▸ Short problem 1:
Count the lines in the records that contain the string "gray", and reply with that number alone.

▸ Excerpted text:
Perhaps you have never thought of marriage as a mystery, even though you might sometimes make humorous (or not so humorous) jabs about not being able to understand your spouse. “I’ll never understand you!” is not an uncommon phrase in most homes. But marriage itself is not a mystery, even if you think your spouse is. The institution itself is as common as a potato. After all, since time on earth began, people have been “marrying and giving in marriage.” Even though it is under assault since the beginning of the sexual revolution, and aberrations are visible to all, it is well-established and will be so until time is no more.
Does the Apostle Paul takes issue with what I just expressed? Speaking of marriage, he said, “This mystery is profound.” Though it is not mysterious in one sense, according to him, the very institution of marriage is indeed a mystery in another sense. But we will have to see what that really means. Read below what he wrote in this familiar passage about marriage found in Ephesians 5:22-33.
“Wives, submit to your own husbands, as to the Lord. For the husband is the head of the wife even as Christ is the head of the church, his body, and is himself its Savior. Now as the church submits to Christ, so also wives should submit in everything to their husbands.”

▸ Supplied material:

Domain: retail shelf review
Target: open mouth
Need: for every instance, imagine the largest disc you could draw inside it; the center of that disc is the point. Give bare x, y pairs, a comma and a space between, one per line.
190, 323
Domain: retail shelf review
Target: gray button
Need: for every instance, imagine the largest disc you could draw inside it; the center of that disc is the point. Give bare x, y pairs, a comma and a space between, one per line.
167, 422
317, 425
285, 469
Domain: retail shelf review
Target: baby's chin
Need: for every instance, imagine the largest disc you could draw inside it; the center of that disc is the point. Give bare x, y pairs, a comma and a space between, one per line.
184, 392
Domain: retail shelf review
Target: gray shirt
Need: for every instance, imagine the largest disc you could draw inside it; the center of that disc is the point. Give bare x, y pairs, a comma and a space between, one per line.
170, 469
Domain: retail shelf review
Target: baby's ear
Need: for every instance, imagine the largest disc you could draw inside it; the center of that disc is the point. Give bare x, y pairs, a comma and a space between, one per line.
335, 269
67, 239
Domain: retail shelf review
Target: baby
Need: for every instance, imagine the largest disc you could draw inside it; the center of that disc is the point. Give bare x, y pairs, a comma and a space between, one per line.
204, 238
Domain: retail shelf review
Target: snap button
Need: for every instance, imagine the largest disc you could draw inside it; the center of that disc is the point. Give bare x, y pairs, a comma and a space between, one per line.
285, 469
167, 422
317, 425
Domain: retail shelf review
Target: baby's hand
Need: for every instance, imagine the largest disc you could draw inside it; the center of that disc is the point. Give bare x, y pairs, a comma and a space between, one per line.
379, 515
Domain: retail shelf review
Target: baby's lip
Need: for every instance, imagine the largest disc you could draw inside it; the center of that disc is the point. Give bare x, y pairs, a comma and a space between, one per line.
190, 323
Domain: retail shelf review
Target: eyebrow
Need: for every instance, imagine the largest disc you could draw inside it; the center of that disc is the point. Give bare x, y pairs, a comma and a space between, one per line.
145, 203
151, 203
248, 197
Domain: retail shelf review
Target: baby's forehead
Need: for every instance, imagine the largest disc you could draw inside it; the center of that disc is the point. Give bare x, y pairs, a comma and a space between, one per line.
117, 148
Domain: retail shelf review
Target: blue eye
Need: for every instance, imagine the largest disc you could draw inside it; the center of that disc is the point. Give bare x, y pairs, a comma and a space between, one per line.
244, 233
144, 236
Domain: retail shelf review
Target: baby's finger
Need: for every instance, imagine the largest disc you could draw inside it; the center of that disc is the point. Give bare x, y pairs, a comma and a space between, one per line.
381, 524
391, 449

▸ Short problem 2:
Condense the paragraph of the passage on marriage that begins "Perhaps you have never thought of marriage as a mystery" into a shorter version that keeps its main facts.

▸ Exercise output 1:
2

▸ Exercise output 2:
A spouse may seem hard to understand, but marriage itself is no mystery. It is as common as a potato, and people have been marrying since time on earth began. It has been under assault since the sexual revolution began, and aberrations are visible to all. Still, it is well-established and will stay so until time is no more.